Data for this exercise
===

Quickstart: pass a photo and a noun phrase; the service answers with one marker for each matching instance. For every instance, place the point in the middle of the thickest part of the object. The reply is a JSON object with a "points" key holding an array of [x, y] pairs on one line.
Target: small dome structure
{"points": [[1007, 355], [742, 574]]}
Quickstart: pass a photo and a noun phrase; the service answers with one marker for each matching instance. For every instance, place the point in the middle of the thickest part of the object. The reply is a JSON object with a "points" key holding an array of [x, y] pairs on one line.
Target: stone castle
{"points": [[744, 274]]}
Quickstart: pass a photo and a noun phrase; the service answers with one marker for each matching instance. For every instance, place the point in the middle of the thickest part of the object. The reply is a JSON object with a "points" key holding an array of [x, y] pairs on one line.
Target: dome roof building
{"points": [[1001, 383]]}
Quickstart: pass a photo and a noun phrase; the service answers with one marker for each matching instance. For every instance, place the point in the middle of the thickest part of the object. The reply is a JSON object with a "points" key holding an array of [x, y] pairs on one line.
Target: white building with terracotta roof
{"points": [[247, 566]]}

===

Request
The records above should be restated word for word, please.

The answer
Quickstart: pass a photo and a noun phrase; the service answers with one marker for each matching instance. For every instance, place the point in the middle of the thickest part of the object. The reply is a JSON object with a "points" key holding an array of [x, y] pairs on one line.
Target: small dome structure
{"points": [[1007, 355], [742, 574]]}
Quickstart: pass a photo and a noun phrase; the service answers with one marker for each matching instance. For every instance, place the point in the middle of the thickest part of the object. The reply is a JSON object with a "points" key holding an array of [x, y] pairs on one line.
Target: stone castle
{"points": [[744, 274]]}
Quickstart: pass a photo and a noun phrase; the service answers with one marker for each matching instance. For every instance, place the point in the middle of the thickest part of the object. The reply is a JSON object with a "points" key holding an array of [x, y] pairs on one line.
Target: dome roof building
{"points": [[1001, 383]]}
Quickstart: pass a photo and a noun phrase; the service answers with one marker for each matching instance. For every instance, place the point in the middle of the thickest part of the object. The reply is a JSON object with a "points" key holding an array of [x, y] pairs on one line.
Target: white building with terracotta roof
{"points": [[247, 566]]}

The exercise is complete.